------ EXTRACTED ENTRIES ------

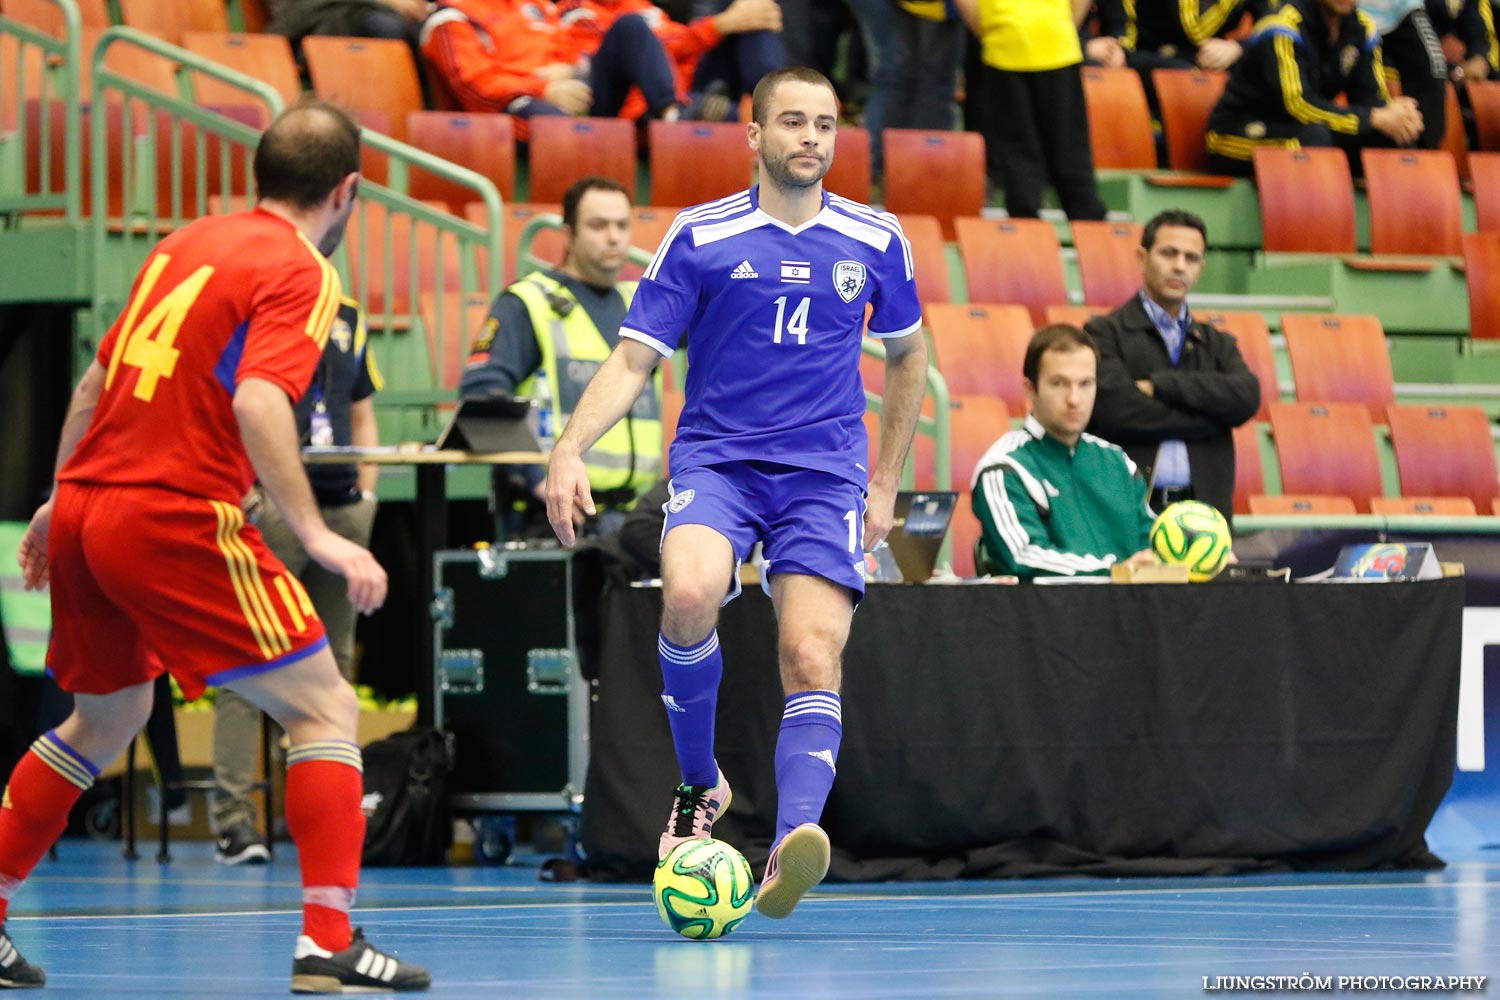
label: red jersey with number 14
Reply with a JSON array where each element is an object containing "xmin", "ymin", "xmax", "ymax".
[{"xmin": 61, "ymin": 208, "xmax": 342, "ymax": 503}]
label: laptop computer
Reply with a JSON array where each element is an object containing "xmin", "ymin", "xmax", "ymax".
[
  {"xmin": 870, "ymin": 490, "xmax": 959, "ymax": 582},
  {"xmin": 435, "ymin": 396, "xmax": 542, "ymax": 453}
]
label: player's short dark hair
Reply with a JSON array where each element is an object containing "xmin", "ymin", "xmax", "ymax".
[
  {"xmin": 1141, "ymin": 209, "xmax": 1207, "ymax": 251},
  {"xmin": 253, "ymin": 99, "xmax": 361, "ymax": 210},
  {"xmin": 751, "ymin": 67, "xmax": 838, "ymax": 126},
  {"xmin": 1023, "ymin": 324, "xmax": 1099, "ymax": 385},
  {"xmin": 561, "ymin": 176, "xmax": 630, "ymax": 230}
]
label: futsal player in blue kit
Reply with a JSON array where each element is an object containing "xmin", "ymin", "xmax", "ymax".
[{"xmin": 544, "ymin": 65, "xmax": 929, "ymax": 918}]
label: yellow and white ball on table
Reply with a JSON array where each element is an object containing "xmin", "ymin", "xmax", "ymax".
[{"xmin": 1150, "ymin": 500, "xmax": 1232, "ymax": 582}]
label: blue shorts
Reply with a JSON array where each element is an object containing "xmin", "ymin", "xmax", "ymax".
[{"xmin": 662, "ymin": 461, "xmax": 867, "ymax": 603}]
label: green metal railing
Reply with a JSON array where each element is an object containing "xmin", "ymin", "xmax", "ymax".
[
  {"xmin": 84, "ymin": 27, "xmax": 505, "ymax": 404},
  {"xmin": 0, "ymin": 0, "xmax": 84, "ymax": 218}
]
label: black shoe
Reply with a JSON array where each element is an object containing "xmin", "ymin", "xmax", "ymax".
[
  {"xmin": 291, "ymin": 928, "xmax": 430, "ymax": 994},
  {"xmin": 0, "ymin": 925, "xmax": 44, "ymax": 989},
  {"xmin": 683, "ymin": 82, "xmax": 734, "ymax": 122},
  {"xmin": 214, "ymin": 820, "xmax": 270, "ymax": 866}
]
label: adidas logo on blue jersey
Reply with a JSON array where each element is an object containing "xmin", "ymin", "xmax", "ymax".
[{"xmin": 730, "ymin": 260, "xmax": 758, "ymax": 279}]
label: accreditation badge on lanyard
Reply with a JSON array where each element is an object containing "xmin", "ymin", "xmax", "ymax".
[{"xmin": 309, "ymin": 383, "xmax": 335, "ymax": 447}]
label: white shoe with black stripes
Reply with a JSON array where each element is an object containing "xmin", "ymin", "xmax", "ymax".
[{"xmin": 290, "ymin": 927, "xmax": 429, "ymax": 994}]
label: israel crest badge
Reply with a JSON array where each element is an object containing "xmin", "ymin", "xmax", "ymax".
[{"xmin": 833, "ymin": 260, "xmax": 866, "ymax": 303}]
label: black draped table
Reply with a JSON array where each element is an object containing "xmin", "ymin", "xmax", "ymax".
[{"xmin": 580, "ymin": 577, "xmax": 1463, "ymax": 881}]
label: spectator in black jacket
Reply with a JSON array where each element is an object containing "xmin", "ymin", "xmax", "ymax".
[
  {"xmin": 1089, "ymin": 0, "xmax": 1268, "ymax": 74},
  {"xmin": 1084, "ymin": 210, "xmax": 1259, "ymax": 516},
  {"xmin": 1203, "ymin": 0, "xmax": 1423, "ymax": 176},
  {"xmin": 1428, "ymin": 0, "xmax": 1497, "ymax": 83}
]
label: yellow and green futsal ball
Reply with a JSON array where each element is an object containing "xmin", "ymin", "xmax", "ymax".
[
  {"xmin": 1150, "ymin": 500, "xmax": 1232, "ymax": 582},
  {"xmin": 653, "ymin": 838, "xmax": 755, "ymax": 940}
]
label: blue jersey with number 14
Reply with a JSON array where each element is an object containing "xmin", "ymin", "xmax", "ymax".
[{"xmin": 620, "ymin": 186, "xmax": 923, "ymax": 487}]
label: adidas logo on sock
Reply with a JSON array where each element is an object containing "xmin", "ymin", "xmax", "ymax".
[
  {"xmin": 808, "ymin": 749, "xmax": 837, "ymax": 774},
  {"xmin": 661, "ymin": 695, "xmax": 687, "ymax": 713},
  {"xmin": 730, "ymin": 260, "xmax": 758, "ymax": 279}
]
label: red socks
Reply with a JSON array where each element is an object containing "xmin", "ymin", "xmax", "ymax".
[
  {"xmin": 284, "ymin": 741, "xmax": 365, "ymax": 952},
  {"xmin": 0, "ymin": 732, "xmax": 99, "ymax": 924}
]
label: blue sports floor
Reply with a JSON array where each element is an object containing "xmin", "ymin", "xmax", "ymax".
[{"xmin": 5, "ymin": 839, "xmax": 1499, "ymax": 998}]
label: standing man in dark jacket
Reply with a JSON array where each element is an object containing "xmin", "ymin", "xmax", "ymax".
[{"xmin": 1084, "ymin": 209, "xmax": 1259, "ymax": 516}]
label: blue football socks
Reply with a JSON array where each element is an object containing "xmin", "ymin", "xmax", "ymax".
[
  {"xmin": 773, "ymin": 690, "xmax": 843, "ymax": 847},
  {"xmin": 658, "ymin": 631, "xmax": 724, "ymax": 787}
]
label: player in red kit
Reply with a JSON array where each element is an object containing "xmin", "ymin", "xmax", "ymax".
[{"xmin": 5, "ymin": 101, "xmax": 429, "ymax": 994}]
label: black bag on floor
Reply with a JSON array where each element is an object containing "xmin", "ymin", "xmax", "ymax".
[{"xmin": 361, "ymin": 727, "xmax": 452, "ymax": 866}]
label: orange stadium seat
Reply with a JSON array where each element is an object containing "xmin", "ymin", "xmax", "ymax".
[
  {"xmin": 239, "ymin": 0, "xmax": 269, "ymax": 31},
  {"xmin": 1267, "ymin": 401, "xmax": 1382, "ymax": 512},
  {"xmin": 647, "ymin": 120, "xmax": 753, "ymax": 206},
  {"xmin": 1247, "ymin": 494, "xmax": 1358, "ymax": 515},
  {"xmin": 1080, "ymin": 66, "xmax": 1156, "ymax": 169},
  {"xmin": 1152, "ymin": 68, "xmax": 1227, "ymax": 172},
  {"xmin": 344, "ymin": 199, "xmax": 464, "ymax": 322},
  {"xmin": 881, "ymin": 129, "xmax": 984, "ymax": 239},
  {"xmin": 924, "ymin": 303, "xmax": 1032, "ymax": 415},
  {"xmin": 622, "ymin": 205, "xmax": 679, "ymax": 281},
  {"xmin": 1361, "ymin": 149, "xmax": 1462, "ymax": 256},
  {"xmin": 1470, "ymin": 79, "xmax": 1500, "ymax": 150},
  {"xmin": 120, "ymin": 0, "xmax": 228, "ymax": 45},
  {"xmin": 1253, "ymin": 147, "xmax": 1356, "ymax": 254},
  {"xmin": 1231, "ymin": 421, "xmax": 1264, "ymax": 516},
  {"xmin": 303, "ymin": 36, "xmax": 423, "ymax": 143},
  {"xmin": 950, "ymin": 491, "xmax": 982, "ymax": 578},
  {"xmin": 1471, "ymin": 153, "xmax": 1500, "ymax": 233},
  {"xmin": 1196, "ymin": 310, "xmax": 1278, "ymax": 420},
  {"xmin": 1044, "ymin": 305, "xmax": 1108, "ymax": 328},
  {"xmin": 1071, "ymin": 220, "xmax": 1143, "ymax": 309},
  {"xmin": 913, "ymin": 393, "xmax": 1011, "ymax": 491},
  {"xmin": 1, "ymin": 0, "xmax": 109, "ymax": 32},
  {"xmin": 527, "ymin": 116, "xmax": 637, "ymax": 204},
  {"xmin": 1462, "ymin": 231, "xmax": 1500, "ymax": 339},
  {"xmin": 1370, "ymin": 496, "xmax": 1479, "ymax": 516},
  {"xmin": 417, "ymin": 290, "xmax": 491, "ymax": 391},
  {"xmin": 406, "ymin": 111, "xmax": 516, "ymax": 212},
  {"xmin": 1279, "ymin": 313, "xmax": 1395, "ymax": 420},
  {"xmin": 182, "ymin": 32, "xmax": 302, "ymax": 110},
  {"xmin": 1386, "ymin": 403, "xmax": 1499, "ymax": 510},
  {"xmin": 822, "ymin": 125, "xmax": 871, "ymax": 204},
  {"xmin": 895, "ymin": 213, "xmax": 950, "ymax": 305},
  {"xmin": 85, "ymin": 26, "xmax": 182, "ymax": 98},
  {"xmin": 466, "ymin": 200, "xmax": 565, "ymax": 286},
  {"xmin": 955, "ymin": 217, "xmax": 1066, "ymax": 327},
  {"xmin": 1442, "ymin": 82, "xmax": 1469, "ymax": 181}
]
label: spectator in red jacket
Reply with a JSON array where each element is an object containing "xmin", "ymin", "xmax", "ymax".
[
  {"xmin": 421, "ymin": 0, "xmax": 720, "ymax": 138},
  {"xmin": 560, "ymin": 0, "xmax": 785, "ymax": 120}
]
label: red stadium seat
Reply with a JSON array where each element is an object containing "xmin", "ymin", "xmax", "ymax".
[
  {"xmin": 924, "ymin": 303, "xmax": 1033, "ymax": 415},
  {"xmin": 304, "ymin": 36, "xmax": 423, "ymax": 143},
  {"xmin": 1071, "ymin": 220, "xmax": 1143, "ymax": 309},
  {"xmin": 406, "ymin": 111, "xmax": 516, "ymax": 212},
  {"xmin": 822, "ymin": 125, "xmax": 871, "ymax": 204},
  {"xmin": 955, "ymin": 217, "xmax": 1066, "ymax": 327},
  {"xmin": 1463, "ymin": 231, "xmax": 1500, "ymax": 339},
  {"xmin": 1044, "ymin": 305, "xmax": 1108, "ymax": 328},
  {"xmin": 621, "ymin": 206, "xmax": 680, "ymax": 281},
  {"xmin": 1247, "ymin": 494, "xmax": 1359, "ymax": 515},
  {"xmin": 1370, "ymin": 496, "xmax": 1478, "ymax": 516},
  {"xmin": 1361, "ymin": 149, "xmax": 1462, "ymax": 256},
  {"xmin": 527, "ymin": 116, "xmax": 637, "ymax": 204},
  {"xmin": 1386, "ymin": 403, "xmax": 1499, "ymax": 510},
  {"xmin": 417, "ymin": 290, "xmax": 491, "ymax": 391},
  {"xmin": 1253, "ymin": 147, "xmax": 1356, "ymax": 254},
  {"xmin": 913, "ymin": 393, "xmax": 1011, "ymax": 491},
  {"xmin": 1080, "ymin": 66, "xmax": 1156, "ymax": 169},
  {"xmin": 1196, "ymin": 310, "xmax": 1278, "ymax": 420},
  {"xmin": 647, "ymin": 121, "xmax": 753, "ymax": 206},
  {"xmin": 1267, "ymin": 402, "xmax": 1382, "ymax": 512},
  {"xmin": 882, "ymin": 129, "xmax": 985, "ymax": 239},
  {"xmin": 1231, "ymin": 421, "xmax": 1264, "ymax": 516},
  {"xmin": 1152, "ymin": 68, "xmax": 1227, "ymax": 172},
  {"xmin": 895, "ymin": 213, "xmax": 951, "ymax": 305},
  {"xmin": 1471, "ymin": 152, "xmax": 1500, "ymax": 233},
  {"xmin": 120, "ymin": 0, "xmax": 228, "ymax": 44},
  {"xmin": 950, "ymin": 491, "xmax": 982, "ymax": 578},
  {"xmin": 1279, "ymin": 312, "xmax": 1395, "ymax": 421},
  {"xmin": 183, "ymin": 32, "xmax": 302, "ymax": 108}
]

------

Copy the records above exactly, beginning at the line that contains "label: blue football socks" and stopping after the line that contains "label: player in red kit".

ANSWER SECTION:
label: blue football socks
Reply with a JSON array where each element is an object containing "xmin", "ymin", "xmax", "ymax".
[
  {"xmin": 773, "ymin": 690, "xmax": 843, "ymax": 847},
  {"xmin": 658, "ymin": 631, "xmax": 724, "ymax": 787}
]
label: player in red kit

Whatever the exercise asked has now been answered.